» TASK INSTRUCTIONS:
a. Please copy the passage about Poonam and PG Paper starting at "Then, a few" and ending at "ailment in the UK.", substituting "skeletal tuberculosis" for "bone tuberculosis".
b. Pick up the passage about Poonam and PG Paper after its final sentence and write what comes next.

» SOURCE PASSAGE:
────────
However, in 2006, disaster struck. Half way through her second pregnancy, she was seized by a terrible pain in her foot.
By the time she was seven months pregnant, the foot had swollen to three times its normal size and she was in a wheelchair, unable to walk.
Doctors were unable to diagnose her ailment – but instead of slowing down, she worked even harder.
Poonam says: “I thought I was going to die and I was organising for my death.
“It was plain I was very ill, but the work made me forget about it – so at the same time I was building up the business.”
Then, a few months later, after the birth of her second child, she was visiting family in India thinking it might be the last time she would see them. A doctor asked if she had ever been tested for bone tuberculosis, which is still found in India, although it has been many decades since bone TB was a common ailment in the UK.
“It turned out bone TB was exactly what I had,” says Poonam. “I must have contracted it a few months earlier in Mauritania, when I was buying scrap metal.
“I was treated with antibiotics and I began to get well very quickly. What I remember most about that time is not the way the business was growing – we were doing that almost automatically – but it was the way my family came together.”
Nonetheless, the business had grown very quickly.
In the year to March 2010, PG Paper turned over £10.5m and it is now on track to turn over more than £15m in its current financial year.
Puneet says: “We’re coming to the point where we are going to have to make a very important decision about the business.
“I think we should now aim to grow modestly to hit £20 million in 2015. Poonam wants to grow to £40m in five years. It’s not so much a conflict, but a question. I think a lot of growing family businesses must face this question.”
Both agree that, given their increasing expertise in sourcing materials and the logistics of moving commodities around the world, as well as their growing customer base, both scenarios are achievable.
The latter carries the prospect of super-success, but also the risks and obvious pitfalls of overly-ambitious expansion.
────────
» INPUT DATA:
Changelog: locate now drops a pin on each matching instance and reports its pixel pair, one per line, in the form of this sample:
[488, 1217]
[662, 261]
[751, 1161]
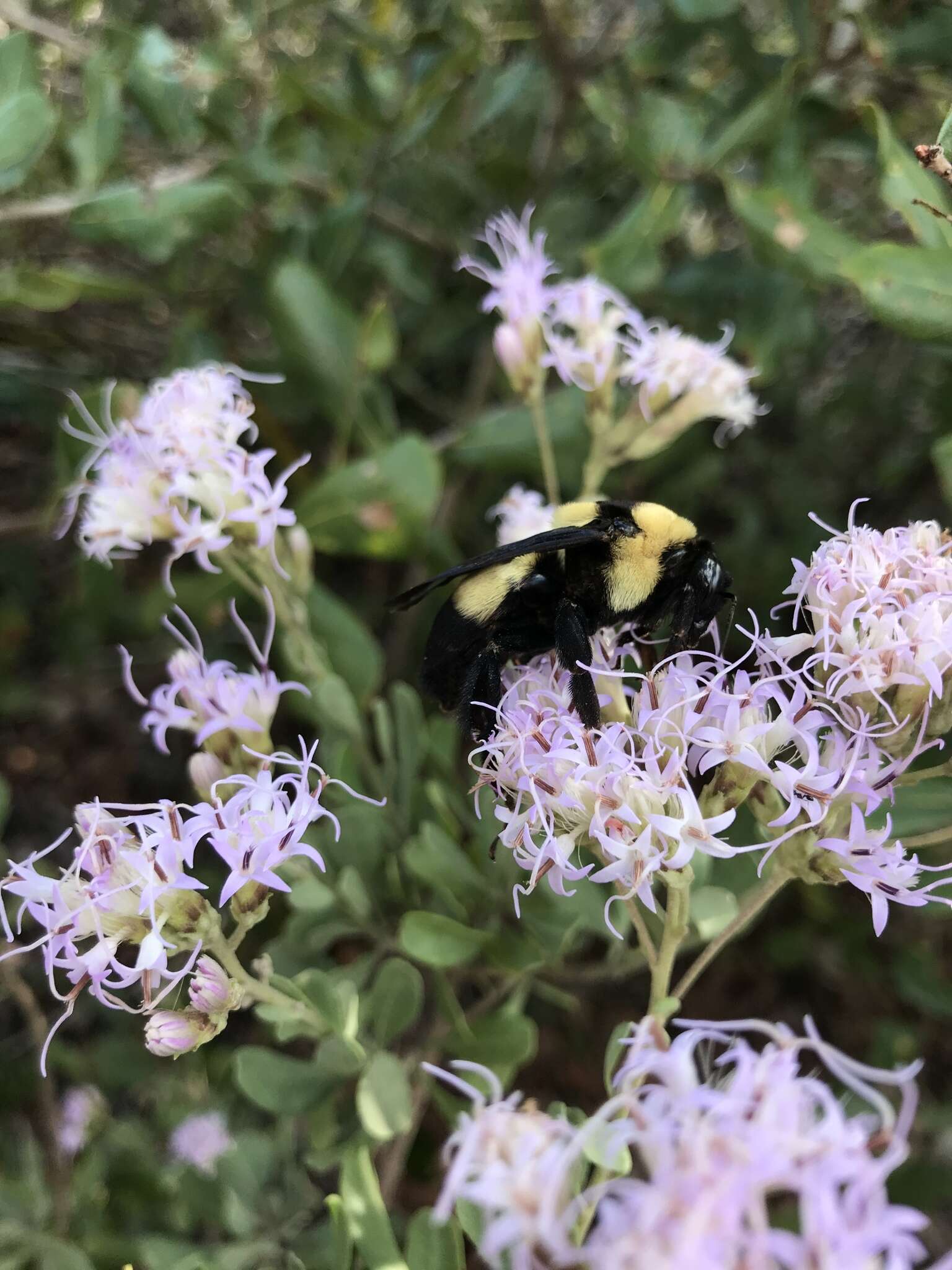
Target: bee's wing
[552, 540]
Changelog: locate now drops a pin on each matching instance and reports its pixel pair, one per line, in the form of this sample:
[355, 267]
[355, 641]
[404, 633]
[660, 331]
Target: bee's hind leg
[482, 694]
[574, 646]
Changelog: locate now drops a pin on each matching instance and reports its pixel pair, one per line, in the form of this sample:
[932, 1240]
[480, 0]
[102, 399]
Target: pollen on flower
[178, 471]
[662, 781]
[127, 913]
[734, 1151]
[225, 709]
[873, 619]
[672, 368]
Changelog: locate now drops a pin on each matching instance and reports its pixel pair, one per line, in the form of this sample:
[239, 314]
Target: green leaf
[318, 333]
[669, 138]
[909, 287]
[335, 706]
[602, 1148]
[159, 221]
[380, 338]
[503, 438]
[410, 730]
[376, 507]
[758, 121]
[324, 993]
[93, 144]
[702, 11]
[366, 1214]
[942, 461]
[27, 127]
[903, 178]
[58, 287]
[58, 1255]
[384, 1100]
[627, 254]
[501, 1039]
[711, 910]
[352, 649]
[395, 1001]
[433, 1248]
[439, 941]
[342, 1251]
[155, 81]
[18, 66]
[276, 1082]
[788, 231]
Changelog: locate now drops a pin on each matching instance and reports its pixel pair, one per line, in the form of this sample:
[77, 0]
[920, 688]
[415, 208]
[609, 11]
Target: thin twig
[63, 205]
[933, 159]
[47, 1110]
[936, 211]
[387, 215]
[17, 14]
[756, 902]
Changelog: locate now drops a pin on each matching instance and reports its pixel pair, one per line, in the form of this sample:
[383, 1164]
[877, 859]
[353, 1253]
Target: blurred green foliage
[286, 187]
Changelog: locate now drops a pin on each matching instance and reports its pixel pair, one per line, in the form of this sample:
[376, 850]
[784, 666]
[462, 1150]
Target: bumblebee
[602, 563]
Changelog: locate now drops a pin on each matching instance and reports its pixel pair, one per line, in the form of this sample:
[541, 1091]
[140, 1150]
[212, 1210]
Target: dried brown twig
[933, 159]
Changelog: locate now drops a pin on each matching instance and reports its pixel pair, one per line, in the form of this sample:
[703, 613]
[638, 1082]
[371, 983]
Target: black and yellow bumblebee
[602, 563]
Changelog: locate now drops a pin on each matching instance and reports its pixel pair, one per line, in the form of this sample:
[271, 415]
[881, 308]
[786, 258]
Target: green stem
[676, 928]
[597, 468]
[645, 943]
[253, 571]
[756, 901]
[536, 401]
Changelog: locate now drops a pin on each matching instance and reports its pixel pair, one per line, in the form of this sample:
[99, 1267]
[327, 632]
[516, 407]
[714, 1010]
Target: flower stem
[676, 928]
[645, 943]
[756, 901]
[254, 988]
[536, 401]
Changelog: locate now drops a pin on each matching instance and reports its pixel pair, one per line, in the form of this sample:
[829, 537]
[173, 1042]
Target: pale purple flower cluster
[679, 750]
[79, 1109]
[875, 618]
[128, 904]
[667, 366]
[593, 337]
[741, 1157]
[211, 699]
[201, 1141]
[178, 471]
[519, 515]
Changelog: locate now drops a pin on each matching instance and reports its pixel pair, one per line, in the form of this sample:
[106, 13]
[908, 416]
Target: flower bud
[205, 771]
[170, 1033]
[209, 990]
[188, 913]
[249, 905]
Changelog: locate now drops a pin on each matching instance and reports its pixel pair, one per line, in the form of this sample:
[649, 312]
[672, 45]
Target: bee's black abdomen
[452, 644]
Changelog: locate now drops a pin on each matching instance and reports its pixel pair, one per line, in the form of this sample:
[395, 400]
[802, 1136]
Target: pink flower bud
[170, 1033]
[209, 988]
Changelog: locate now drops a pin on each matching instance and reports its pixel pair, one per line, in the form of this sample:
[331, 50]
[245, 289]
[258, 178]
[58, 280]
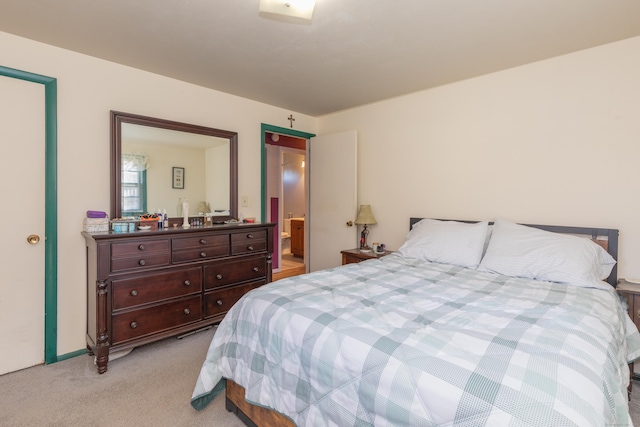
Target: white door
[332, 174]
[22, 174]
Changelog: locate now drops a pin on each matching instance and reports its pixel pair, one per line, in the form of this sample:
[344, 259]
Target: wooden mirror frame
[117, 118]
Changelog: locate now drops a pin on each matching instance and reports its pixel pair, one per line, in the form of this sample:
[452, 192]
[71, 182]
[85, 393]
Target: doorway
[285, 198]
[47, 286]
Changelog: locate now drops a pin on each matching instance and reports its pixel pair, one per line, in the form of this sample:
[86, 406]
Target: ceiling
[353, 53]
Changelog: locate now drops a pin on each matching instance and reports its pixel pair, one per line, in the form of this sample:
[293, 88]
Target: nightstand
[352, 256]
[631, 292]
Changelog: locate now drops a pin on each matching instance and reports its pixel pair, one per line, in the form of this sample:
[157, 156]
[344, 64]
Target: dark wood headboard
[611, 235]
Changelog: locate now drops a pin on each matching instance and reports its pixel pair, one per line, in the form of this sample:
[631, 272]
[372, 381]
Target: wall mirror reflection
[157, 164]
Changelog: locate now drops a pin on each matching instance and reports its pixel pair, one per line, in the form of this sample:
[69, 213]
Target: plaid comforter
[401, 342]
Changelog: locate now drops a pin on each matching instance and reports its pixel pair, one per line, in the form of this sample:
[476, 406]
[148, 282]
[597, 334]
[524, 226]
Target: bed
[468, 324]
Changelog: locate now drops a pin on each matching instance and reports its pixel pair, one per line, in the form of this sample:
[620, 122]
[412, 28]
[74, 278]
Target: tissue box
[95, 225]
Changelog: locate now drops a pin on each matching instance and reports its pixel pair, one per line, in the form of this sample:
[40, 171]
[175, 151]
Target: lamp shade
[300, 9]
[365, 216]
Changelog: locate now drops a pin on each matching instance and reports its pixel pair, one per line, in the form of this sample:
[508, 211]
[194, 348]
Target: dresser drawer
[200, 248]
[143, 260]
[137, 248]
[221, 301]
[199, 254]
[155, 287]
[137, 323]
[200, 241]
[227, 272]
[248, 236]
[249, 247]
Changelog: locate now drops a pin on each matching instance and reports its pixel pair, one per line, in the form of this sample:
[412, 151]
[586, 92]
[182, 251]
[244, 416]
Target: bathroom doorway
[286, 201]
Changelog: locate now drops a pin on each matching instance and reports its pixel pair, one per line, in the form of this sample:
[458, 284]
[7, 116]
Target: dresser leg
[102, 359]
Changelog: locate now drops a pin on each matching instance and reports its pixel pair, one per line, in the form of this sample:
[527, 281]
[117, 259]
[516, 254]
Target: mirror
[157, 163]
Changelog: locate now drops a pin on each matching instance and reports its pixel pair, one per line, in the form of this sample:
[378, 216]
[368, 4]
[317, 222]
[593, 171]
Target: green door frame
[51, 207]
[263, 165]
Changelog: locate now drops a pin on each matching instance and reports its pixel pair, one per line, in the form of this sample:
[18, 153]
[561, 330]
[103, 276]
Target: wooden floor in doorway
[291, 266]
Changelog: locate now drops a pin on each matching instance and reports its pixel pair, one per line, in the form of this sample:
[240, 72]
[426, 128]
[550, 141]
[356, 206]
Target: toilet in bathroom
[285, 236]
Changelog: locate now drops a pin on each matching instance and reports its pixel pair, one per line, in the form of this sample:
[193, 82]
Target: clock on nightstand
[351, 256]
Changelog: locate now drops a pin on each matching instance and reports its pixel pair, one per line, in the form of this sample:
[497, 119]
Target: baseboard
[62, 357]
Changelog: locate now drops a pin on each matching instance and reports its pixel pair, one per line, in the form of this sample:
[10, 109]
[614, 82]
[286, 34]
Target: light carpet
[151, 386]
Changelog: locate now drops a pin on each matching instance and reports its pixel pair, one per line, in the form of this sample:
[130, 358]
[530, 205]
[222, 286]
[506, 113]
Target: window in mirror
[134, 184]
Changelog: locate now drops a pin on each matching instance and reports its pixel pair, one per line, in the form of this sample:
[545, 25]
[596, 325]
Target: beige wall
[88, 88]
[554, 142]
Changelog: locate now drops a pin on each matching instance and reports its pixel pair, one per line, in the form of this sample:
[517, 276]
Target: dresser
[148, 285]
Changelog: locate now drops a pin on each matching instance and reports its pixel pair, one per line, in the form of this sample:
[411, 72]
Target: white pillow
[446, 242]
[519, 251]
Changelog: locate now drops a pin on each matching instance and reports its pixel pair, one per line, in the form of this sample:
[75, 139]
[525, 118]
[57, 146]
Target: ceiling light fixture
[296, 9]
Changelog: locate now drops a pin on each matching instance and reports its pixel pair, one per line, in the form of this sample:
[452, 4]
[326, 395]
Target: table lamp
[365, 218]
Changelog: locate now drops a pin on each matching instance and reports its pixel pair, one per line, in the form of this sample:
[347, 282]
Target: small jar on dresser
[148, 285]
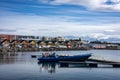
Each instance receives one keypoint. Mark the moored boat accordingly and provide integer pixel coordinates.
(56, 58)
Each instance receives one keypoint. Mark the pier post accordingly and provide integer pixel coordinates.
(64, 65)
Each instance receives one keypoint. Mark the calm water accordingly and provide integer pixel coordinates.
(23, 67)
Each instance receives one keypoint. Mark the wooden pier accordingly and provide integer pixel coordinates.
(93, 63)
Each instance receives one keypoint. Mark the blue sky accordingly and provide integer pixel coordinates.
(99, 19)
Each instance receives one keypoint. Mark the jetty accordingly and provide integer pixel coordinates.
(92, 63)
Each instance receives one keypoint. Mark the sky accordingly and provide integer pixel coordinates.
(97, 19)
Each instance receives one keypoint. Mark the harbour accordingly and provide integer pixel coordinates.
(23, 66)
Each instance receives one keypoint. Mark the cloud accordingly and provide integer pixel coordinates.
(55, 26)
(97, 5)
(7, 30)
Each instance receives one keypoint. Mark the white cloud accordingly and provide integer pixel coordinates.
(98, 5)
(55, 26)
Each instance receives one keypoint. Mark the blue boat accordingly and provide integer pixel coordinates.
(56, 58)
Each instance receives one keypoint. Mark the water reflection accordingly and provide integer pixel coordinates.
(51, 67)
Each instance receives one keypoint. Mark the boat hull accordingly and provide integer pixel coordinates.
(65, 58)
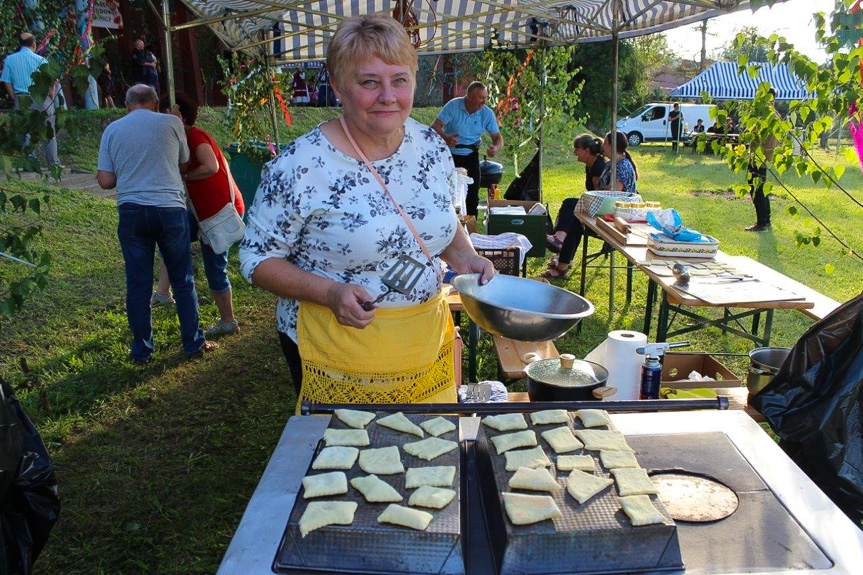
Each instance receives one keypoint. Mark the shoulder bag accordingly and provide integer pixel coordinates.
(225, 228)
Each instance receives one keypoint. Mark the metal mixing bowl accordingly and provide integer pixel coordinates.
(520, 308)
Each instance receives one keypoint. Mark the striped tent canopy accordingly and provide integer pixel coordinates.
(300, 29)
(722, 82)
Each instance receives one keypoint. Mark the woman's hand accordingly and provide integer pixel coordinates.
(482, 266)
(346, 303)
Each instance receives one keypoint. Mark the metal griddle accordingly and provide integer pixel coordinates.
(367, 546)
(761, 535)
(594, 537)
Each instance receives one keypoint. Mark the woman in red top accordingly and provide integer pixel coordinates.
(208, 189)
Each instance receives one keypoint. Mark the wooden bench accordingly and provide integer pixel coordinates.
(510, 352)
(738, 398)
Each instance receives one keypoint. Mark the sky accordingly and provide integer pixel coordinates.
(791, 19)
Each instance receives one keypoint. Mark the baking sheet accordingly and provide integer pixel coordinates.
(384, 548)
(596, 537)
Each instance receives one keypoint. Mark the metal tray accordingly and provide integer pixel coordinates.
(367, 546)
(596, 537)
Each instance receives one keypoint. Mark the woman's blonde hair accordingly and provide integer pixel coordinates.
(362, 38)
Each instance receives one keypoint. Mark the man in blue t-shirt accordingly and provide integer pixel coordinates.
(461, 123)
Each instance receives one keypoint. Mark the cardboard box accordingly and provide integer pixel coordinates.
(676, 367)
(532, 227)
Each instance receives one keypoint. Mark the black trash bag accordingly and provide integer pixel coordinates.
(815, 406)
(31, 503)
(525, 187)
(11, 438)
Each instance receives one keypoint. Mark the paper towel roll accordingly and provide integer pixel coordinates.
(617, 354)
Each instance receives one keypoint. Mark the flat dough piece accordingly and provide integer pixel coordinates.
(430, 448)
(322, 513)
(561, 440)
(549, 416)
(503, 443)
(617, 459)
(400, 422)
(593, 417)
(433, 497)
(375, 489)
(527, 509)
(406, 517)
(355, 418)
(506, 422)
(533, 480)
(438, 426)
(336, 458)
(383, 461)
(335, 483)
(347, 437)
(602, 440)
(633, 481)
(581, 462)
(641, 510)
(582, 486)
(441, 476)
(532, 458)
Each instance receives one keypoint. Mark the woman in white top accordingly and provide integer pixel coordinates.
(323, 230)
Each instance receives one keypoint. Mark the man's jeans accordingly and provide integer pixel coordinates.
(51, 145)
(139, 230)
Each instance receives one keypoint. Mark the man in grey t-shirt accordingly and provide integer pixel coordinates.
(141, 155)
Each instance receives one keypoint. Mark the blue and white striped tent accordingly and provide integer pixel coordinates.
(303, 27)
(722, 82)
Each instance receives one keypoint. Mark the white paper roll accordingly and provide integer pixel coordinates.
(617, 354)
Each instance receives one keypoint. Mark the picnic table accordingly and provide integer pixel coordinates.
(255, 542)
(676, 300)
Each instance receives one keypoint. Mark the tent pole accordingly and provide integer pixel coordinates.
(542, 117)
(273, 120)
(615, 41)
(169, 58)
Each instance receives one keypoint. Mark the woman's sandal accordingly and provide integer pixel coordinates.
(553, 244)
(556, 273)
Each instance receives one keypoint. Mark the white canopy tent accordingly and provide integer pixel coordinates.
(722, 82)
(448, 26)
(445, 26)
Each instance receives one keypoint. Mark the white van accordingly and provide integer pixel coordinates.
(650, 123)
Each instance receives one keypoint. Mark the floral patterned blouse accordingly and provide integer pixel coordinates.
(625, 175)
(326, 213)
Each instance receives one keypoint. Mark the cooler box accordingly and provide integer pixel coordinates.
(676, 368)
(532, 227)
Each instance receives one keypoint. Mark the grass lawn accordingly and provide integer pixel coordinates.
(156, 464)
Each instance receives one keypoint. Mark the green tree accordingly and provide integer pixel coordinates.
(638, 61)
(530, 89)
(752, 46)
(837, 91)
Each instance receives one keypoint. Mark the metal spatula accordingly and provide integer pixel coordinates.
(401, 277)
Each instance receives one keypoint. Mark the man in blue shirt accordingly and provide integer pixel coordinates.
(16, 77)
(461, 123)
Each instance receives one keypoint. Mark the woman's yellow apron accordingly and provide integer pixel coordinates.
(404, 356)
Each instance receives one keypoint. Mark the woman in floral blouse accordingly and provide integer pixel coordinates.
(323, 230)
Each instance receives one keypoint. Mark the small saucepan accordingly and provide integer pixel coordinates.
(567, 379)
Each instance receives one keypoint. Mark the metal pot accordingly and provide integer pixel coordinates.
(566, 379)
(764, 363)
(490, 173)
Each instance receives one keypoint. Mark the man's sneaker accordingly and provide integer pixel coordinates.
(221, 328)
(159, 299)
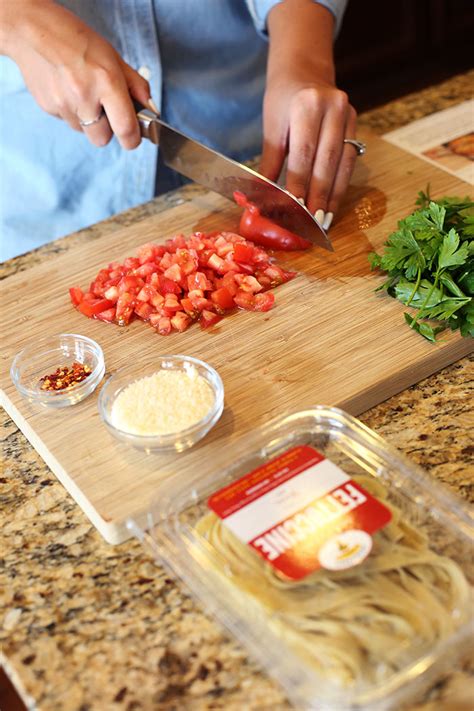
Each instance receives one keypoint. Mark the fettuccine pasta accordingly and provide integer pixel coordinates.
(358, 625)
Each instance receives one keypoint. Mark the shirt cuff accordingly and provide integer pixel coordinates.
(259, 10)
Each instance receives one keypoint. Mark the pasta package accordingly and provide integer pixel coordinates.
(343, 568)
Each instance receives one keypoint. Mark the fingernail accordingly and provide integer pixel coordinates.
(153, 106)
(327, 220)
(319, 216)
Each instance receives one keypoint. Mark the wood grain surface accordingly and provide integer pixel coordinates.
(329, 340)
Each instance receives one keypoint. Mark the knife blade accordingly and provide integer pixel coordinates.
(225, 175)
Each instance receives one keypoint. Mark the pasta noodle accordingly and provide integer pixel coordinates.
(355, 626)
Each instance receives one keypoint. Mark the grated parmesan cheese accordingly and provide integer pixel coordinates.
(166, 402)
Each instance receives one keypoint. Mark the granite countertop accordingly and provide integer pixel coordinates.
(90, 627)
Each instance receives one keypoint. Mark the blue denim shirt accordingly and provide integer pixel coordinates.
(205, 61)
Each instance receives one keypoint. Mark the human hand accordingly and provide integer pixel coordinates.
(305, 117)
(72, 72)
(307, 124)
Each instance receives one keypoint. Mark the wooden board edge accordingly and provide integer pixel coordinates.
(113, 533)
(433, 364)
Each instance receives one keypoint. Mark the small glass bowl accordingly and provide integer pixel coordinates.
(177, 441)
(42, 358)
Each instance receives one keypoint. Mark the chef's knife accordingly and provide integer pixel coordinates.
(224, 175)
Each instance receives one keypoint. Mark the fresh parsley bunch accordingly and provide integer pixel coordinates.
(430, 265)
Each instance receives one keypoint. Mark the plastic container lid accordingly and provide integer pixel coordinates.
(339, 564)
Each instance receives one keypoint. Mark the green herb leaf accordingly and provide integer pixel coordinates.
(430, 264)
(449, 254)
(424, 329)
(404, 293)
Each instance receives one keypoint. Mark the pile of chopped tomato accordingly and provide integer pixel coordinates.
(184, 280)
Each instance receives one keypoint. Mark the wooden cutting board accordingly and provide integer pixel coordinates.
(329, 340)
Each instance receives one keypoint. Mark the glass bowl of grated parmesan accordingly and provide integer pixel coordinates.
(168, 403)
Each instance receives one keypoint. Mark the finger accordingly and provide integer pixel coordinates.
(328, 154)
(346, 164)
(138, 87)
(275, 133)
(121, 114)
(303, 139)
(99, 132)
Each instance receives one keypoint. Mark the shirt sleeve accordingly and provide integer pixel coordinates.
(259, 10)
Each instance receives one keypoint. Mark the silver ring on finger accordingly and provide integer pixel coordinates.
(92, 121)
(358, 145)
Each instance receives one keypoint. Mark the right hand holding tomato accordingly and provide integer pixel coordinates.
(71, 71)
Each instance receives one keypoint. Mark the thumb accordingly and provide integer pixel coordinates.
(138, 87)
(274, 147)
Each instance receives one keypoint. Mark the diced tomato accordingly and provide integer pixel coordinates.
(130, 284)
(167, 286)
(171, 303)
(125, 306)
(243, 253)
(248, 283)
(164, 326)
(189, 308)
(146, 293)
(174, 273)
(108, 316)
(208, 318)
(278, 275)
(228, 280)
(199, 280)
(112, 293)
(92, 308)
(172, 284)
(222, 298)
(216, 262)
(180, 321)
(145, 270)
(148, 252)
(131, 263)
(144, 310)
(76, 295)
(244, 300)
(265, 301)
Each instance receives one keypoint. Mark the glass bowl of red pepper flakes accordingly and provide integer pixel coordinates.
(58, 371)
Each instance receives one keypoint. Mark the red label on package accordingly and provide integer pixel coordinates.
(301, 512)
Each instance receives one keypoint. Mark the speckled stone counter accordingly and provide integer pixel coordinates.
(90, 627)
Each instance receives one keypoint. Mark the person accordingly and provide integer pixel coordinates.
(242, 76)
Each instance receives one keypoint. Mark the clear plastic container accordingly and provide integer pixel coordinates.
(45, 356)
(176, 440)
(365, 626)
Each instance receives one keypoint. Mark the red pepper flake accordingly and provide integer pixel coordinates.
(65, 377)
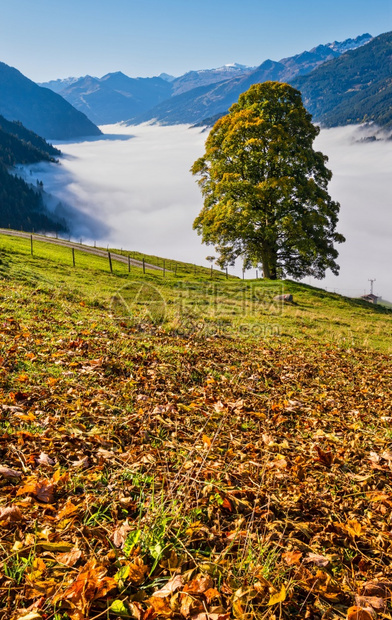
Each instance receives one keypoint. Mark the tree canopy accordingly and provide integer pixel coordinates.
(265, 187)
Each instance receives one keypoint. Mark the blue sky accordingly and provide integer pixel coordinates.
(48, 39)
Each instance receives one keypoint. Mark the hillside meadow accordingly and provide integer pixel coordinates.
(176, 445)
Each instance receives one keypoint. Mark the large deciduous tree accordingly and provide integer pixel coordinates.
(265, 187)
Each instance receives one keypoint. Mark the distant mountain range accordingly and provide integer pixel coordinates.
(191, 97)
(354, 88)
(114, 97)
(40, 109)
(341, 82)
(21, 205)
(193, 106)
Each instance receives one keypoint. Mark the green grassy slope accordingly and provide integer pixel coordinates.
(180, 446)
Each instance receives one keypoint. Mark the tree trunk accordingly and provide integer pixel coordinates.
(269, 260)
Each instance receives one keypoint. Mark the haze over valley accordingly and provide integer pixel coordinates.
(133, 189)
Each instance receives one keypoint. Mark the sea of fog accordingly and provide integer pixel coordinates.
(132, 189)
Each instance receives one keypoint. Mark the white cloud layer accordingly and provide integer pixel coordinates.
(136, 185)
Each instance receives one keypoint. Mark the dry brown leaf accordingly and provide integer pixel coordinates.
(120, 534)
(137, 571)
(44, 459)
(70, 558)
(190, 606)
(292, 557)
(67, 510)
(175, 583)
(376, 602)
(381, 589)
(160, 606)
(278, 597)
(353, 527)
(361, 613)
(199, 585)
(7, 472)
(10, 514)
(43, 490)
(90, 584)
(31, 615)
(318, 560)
────────
» ANSWER SECTION:
a.
Then, a few months later, after the birth of her second child, she was visiting family in India thinking it might be the last time she would see them. A doctor asked if she had ever been tested for skeletal tuberculosis, which is still found in India, although it has been many decades since bone TB was a common ailment in the UK.

b.
Many operations, including most recently Starbucks, have learned the hard way that expansion is a bad idea when it is more opportunistic than strategic.
But PG Paper is not in the latte business. Its success in trading redundant waste materials such as paper, metals, confectionery, industrial plants and machinery, granite tiles and base oil, in more than 30 countries, is based upon its ability to seize price and timing opportunities.
Puneet, a pharmacist with an MBA from Strathclyde University, prides himself on prudence and caution.
“To grow to £40m means that the structure of the business will have to change.
“We will have to become more like a corporation than a business run from our home,” he says.
“One of the reasons we have been so profitable is because our overheads are low. If we grow much bigger, we won’t be able to work from home any longer,” he adds.
“We have been very successful, and I think that maybe we should slow down and preserve what we have created.”
However, Poonam, who holds an MBA in international business from India and Holland, is the kind of woman who wants to have her cake and eat it too.
“I want to keep to working from home and reach £40m. I believe we can do both – I am absolutely sure we can do both,” she says, confidently.
Puneet smiles. “Yes, you can see, she is a determined and stubborn lady. “I’m very proud of my wife, but she likes to have her way.”